## INFORMATION SUPPLIED
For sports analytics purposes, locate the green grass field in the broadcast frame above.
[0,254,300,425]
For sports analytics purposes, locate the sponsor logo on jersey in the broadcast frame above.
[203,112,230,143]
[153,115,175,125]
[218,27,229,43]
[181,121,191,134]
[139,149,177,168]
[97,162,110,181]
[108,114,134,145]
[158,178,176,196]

## PROBLEM TO SOLVE
Reproduce all of the records above word for word, keeping every line as it appears.

## TASK SOLUTION
For sports analytics purposes, locate the green grass field in the broadcast frame above.
[0,254,300,425]
For sports analytics purposes, locate the sponsor logo on jersey in the broadcast frame above.
[203,112,230,143]
[153,115,175,125]
[218,27,229,43]
[181,121,191,134]
[139,149,177,168]
[97,162,110,181]
[108,114,134,145]
[158,178,176,196]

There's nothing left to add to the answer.